Former UCLA Chancellor Charles E. Young, who headed the Westwood campus for nearly 30 years, joked in an e-mail this week to family and friends that retirement seems an activity at which he is destined to fail.
After UCLA, Young served as president of the University of Florida for more than four years. Now, at 72, he is launching yet another career in academia: as president of an ambitious educational and scientific foundation in the Persian Gulf nation of Qatar.
"I guess I can't stay retired," Young said in a telephone interview from Doha, the Qatari capital. He began work last week as president of the Qatar Foundation for Education, Science and Community Development, a job he expects to fill for two to three years, he said.
The outspoken, charismatic Young helped transform UCLA into one of the world's leading public research universities. At his departure in 1997, he was the longest-serving college leader in American higher education.
Young is likely to use those skills and experience in many aspects of his new position as head of the foundation created in 1995 by Qatar's leader, Sheik Hamad ibn Khalifa al Thani, to improve education in the country. The foundation's board is led by the emir's wife, Sheika Mozah Nasser Misnad.
Part of its effort has been to entice American higher education institutions to set up satellite campuses in the tiny, oil-rich emirate. So far, four universities -- Cornell, Carnegie Mellon, Texas A&M and Virginia Commonwealth -- have opened campuses in Qatar, part of a 2,400-acre "education city" being built in the capital. Several hundred students are enrolled, with several thousand expected when the project is completed within a few years.
"It is a very large, very serious effort, very grand in scope," said Jim McNail, an American consultant to the foundation who helped recruit Young. "It provides an excellent opportunity for Dr. Young's experiences to be fully utilized."
Young's stature in American higher education also is likely to prove useful as the foundation tries to attract other institutions to set up shop in Qatar. Several more American universities and one European one are now in discussions to create programs there, McNail said.
The former chancellor will coordinate the foundation's relationships with the universities and with Rand Corp., which opened a public policy institute in Qatar last year. Since 2001, the Santa Monica-based think tank also has been working with educators in Qatar to reform that nation's public K-12 educational system, a Rand spokesman said.
As president of the foundation, Young also will oversee other centers run directly by it, including an academy for students ages 3 to 18, an economic development center and a stable for Arabian horses, he said.

■ Supplied material:
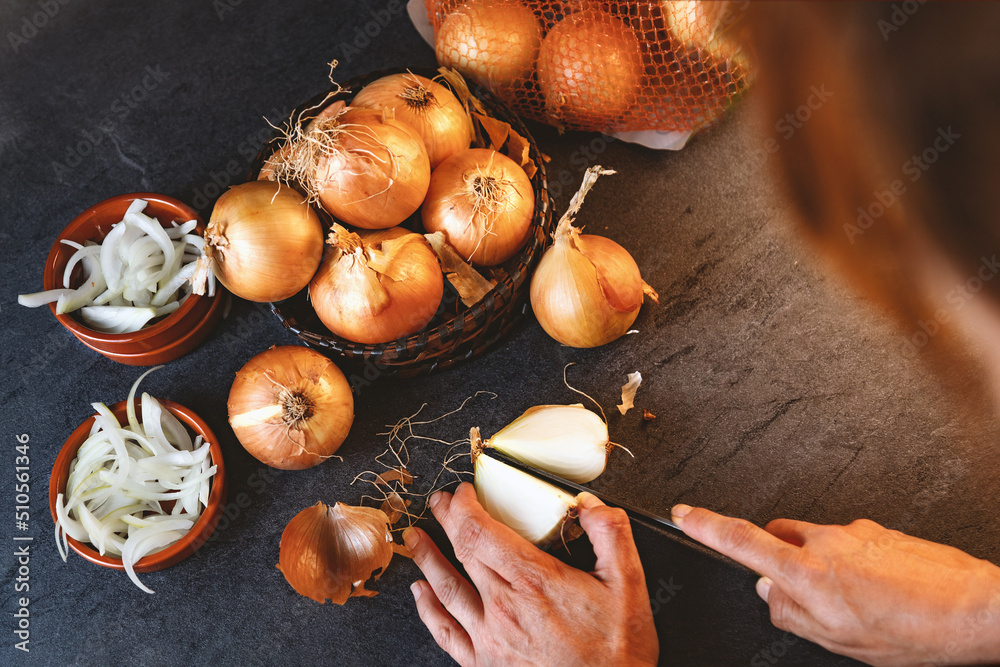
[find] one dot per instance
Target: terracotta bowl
(166, 339)
(184, 547)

■ Exercise 1:
According to the article about Charles E. Young, who leads the board of the Qatar Foundation?
■ Exercise 2:
Name every university that the article about Charles E. Young says has already opened a campus in Qatar.
■ Exercise 3:
Write a continuation of the article about Charles E. Young, picking up after its final paragraph.

■ Task answer 1:
The board is led by the emir's wife, Sheika Mozah Nasser Misnad.

■ Task answer 2:
Cornell, Carnegie Mellon, Texas A&M and Virginia Commonwealth.

■ Task answer 3:
Young said he was approached about the position last fall, shortly before his retirement from the University of Florida. He made an exploratory trip in February, then another this month, when he decided to accept the job.
"What they're doing here is remarkable and sustainable, and it seemed to be something that also required some leadership," he said. "I became convinced that I was the right person, with the experience and a record of being able to work with people."
Young declined to disclose his salary, other than to say that it was "appropriate," given the job's many responsibilities.
He spoke by telephone from his hotel, while his wife, Judy, who was house-hunting in Doha, checked in with him from time to time by cellphone.
Young's first wife, Sue, died in 2001 after a long struggle with cancer. He married Judy Cornell, a longtime family friend, the following year.
Both are looking forward to living in Qatar, he said. And despite the concerns of some friends and family, they are unfazed by the war in nearby Iraq and other tensions in the region.
"Some friends said, 'Gosh, that sounds interesting.' Others said, 'Don't do that; you're putting yourself in harm's way,' " Young said. "But I wouldn't be doing it if I felt that. I don't believe the potential harm here is really greater than anywhere else."
Young will be honored at a UCLA reception May 20, when he will be presented with a transcript of a three-volume oral history he gave about his career and the university.
His friend and former UCLA colleague Alan Charles said Young was "indefatigable. They couldn't have picked a better guy to take on such a large, complex and kind of amorphous assignment. He's the perfect choice."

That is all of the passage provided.